» Work to complete
Copy out every one of the entries below word for word, omitting the pictures.
^^^^^^^^
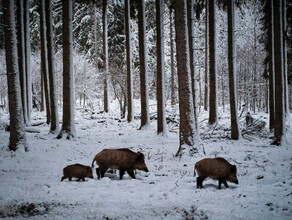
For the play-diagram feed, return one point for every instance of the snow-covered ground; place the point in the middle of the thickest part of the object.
(31, 186)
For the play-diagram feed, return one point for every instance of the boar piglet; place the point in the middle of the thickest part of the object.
(78, 171)
(122, 159)
(216, 168)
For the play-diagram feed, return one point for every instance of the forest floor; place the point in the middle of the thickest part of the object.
(31, 186)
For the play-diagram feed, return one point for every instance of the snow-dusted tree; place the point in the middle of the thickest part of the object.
(17, 137)
(235, 130)
(187, 127)
(269, 45)
(68, 124)
(27, 59)
(145, 120)
(206, 84)
(44, 59)
(172, 59)
(129, 62)
(51, 65)
(191, 34)
(105, 54)
(21, 56)
(213, 111)
(161, 120)
(279, 74)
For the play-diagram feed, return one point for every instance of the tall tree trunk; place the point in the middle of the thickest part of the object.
(172, 85)
(206, 85)
(235, 130)
(52, 77)
(187, 127)
(129, 62)
(271, 64)
(27, 61)
(17, 137)
(21, 57)
(145, 120)
(68, 125)
(191, 34)
(212, 67)
(285, 70)
(105, 55)
(44, 58)
(279, 76)
(161, 120)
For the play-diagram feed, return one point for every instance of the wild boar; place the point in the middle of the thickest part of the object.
(122, 159)
(216, 168)
(78, 171)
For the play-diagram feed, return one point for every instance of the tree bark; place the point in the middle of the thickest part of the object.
(27, 61)
(187, 127)
(161, 120)
(235, 131)
(145, 120)
(52, 77)
(129, 62)
(212, 67)
(17, 137)
(172, 86)
(105, 55)
(279, 75)
(44, 59)
(68, 125)
(21, 57)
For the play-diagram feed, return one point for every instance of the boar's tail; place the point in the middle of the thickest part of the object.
(92, 165)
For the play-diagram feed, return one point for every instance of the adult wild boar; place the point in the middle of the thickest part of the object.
(216, 168)
(77, 171)
(122, 159)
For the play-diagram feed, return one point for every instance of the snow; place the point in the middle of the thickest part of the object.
(31, 186)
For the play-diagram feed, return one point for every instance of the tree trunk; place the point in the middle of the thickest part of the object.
(172, 85)
(187, 127)
(105, 56)
(271, 64)
(68, 125)
(129, 62)
(145, 120)
(212, 67)
(21, 57)
(52, 78)
(190, 21)
(17, 137)
(161, 120)
(27, 61)
(44, 58)
(206, 95)
(235, 131)
(279, 75)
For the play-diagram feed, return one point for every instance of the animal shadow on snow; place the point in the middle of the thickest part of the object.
(215, 186)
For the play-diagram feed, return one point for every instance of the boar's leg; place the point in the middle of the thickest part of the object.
(122, 172)
(97, 173)
(131, 173)
(102, 171)
(200, 182)
(224, 182)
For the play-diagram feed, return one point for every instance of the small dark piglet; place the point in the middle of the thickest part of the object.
(216, 168)
(78, 171)
(122, 159)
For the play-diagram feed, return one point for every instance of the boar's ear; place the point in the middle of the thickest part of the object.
(140, 156)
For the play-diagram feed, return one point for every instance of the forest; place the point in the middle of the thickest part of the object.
(175, 80)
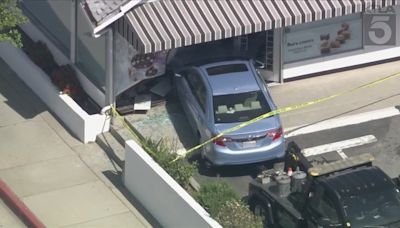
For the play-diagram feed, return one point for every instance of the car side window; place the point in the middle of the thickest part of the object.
(198, 88)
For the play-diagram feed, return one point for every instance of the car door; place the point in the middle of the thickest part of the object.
(199, 101)
(193, 94)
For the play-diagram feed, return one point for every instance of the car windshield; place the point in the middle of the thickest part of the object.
(240, 107)
(375, 208)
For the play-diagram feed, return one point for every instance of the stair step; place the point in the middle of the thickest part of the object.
(112, 147)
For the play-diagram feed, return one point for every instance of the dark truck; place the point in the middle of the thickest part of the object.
(346, 193)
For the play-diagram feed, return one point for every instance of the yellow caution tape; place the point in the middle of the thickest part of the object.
(266, 115)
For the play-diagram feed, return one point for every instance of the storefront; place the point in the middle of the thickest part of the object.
(117, 44)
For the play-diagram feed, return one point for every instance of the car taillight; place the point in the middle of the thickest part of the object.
(221, 141)
(275, 134)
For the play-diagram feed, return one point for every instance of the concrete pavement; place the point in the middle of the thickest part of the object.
(64, 182)
(386, 94)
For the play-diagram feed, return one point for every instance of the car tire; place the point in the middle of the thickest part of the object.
(259, 209)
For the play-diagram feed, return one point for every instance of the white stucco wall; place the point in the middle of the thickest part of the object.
(161, 195)
(35, 34)
(85, 127)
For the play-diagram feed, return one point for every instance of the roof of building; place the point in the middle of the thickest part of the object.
(101, 9)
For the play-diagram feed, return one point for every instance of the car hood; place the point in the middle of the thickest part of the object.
(254, 129)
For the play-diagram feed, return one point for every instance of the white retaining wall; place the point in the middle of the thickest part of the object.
(85, 127)
(161, 195)
(35, 34)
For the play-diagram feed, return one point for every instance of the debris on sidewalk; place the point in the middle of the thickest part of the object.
(162, 88)
(142, 102)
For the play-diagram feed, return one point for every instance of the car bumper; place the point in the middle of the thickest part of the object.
(224, 156)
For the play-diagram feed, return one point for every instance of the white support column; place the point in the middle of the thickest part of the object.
(278, 55)
(72, 55)
(110, 95)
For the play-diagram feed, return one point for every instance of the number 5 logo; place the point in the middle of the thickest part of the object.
(380, 25)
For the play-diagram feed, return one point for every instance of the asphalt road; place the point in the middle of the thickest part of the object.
(386, 150)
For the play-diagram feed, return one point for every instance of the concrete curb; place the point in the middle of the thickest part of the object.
(18, 207)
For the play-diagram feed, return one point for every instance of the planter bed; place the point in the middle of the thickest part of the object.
(83, 125)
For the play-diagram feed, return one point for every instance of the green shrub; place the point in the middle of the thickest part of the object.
(236, 214)
(213, 196)
(178, 169)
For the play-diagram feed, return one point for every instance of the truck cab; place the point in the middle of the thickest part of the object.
(346, 193)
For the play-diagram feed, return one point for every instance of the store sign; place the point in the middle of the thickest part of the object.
(133, 67)
(322, 38)
(380, 26)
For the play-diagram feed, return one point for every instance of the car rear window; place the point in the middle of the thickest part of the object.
(240, 107)
(226, 69)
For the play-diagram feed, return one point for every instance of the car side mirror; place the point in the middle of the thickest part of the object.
(259, 65)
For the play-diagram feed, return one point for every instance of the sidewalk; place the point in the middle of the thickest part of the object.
(64, 182)
(386, 94)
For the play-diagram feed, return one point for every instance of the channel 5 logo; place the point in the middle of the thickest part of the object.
(380, 26)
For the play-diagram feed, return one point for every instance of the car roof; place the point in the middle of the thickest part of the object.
(231, 83)
(354, 181)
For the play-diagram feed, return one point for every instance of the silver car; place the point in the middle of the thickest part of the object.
(221, 95)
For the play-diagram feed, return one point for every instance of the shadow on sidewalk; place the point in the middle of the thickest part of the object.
(344, 113)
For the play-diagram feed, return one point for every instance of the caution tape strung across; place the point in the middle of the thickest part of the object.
(266, 115)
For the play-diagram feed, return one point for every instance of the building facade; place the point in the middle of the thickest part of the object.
(115, 44)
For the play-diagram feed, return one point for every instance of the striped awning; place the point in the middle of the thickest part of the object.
(167, 24)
^^^^^^^^
» Response to the task
For the play-diagram feed, return one point for every instance of the snow-covered ground; place the point in the middle of the thickest part of the object.
(31, 186)
For the play-diagram feed, return one point for every instance of the boar piglet; place the point in the middle of the thickest part of the object.
(78, 171)
(122, 159)
(216, 168)
For the play-diagram feed, return one point for every instance of the forest floor; place the point in the middle of the thickest part of the object.
(31, 186)
For the play-diagram feed, return one point for every instance of the snow-dusted tree; place the point in the middle of the thickest part of the object.
(17, 137)
(235, 130)
(187, 127)
(269, 45)
(68, 124)
(27, 59)
(145, 120)
(206, 84)
(44, 59)
(172, 59)
(129, 62)
(51, 65)
(191, 34)
(105, 54)
(21, 56)
(213, 111)
(161, 120)
(279, 74)
For the play-diagram feed, return one point for every instance of the tall tree trunk; place the point in the middle of the thickest part of the object.
(172, 85)
(206, 85)
(235, 130)
(52, 77)
(187, 127)
(129, 62)
(271, 64)
(27, 61)
(17, 137)
(21, 57)
(145, 120)
(68, 125)
(191, 34)
(212, 67)
(285, 70)
(105, 55)
(44, 58)
(279, 76)
(161, 120)
For the play-diagram feed, return one point for every instance of the wild boar; place the point in the middle of the thickest part of the object.
(122, 159)
(216, 168)
(78, 171)
For the play-diagram feed, return one point for every instance of the tree bark; place the point in the middle of the thickest part of the object.
(27, 61)
(187, 127)
(161, 120)
(235, 131)
(145, 120)
(52, 77)
(129, 62)
(212, 67)
(17, 137)
(172, 86)
(105, 55)
(279, 75)
(44, 59)
(68, 125)
(21, 57)
For the play-diagram feed, return one point for every instance of the boar's tail; place the point in the middle of the thickest part of the object.
(92, 165)
For the play-diagram feed, return one point for every instance of the adult wild boar; place the point in the middle of the thickest part of the object.
(216, 168)
(77, 171)
(122, 159)
For the play-diagram feed, return one point for every instance of the snow; place the point in the middle of the thickest part of the object.
(31, 186)
For the play-diagram feed, return one point for every instance of the tree trunk; place the point in the middle of the thickest part of the object.
(172, 85)
(187, 127)
(105, 56)
(271, 64)
(68, 125)
(129, 62)
(145, 120)
(212, 67)
(21, 57)
(52, 78)
(190, 21)
(17, 137)
(161, 120)
(27, 61)
(44, 58)
(206, 95)
(235, 131)
(279, 75)
For the play-diagram feed, return one point for every instance of the animal shadow on snow; place the point in the middle of the thickest part of the object.
(215, 186)
For the play-diagram feed, return one point for every instance of the boar's leg; place the point in the middle of the thickest part of the object.
(122, 172)
(97, 173)
(131, 173)
(102, 171)
(200, 182)
(224, 182)
For the play-diagram feed, return one point for every instance of the small dark piglet; place the point in the middle of the thickest part of the object.
(216, 168)
(78, 171)
(122, 159)
For the play-diagram feed, return one point for every instance of the boar's ear; place the point in the middle of the thickest part of the object.
(140, 156)
For the play-diagram feed, return one point for every instance of the forest; place the point in the middle of the thickest part of the object.
(175, 80)
For the play-diagram feed, return one point for every instance of the car side window; place the point in the middle of the thickest part of the object.
(198, 88)
For the play-diagram feed, return one point for every instance of the car door; place the point in the middle of the thickest part of the object.
(199, 101)
(193, 94)
For the play-diagram feed, return one point for every instance of the car windshield; place the point in the middle of the thickest part of the object.
(240, 107)
(375, 208)
For the play-diagram feed, return one point for every instance of the stair step; place the point in the middle of the thickest part of the object.
(112, 147)
For the play-diagram feed, return one point for every instance of the dark truck; place the point in the middle of the thickest part of the object.
(346, 193)
For the play-diagram feed, return one point for every instance of the yellow caution tape; place the point in the middle of the thickest part of the object.
(266, 115)
For the play-diagram feed, return one point for every instance of the storefront; place the point in the middle of the thickest part of the object.
(117, 44)
For the play-diagram feed, return one point for every instance of the car taillight; place the point in the middle of the thickest part of the object.
(221, 141)
(275, 134)
For the play-diagram feed, return one point for every instance of the concrete pavement; place the point in the middle of the thickest part of the object.
(64, 182)
(386, 94)
For the play-diagram feed, return one point for every instance of the car tire; place the point in the middle of the thickest part of the object.
(259, 209)
For the play-diagram feed, return one point for every instance of the white stucco wall; place the point in the middle of the thickest part of the object.
(161, 195)
(35, 34)
(85, 127)
For the play-diagram feed, return one point for every instance of the roof of building; place the point in the middle of the thickest part of the object.
(101, 9)
For the play-diagram feed, return one point for every instance of the car hood; place the point in the middle of the thickest part of the object.
(254, 129)
For the play-diagram feed, return one point for every instance of the white retaining wall; place the point in the middle of the thickest part of the object.
(85, 127)
(161, 195)
(35, 34)
For the play-diagram feed, return one point for every instance of the debris on sidewalk; place the point in the middle of the thickest part of the object.
(162, 88)
(142, 102)
For the play-diagram feed, return one point for every instance of the car bumper; place the point in the middle of the thickest part of the object.
(224, 156)
For the play-diagram feed, return one point for every instance of the white support column; place the point in the middle of the thickest part of the object.
(278, 55)
(72, 55)
(110, 95)
For the play-diagram feed, return one point for every instance of the number 5 logo; place the point in the middle of the thickest part of the object.
(380, 25)
For the play-diagram feed, return one point for every instance of the asphalt road; place the point in the middle of the thickest part of the object.
(386, 150)
For the play-diagram feed, return one point for every instance of the concrete curb; place the point in the middle of the thickest part of the object.
(18, 207)
For the play-diagram feed, return one point for every instance of the planter bed; place the point in the middle of the thickest part of the object.
(83, 125)
For the play-diagram feed, return one point for every instance of the green shrub; place the point in the middle of the thickest part of the object.
(236, 214)
(213, 196)
(178, 169)
For the play-diagram feed, return one point for every instance of the truck cab; place the point in the middle of the thickest part of the object.
(346, 193)
For the play-diagram feed, return one point for every instance of the store sign; place the point in the middle of the thickest part of the object.
(133, 67)
(322, 38)
(380, 26)
For the play-diagram feed, return one point for every instance of the car rear window; place the point in the middle of the thickest part of the object.
(240, 107)
(226, 69)
For the play-diagram feed, return one point for every instance of the car side mirror; place the point in the middle of the thickest part of the object.
(259, 65)
For the play-diagram feed, return one point for every instance of the sidewalk; place the point in the middle of the thickest part of the object.
(64, 182)
(386, 94)
For the play-diagram feed, return one point for every instance of the channel 5 logo; place the point in the middle of the thickest part of the object.
(380, 26)
For the play-diagram feed, return one point for every instance of the car roof; place the point in the middle of the thickest part of the object.
(231, 83)
(354, 181)
For the play-diagram feed, return one point for every instance of the silver car; place the point in the middle of the thickest part of the object.
(221, 95)
For the play-diagram feed, return one point for every instance of the shadow on sidewalk; place the point in the middle of the thickest part of the object.
(344, 113)
For the play-diagram feed, return one point for every instance of the caution tape strung across; place the point in the middle of the thickest part of the object.
(266, 115)
For the play-diagram feed, return one point for every instance of the building facade; place the point in the middle of the thickest part of the object.
(115, 44)
For the play-diagram feed, return one point for every instance of the striped awning; place the point in the middle of the thickest part of the object.
(167, 24)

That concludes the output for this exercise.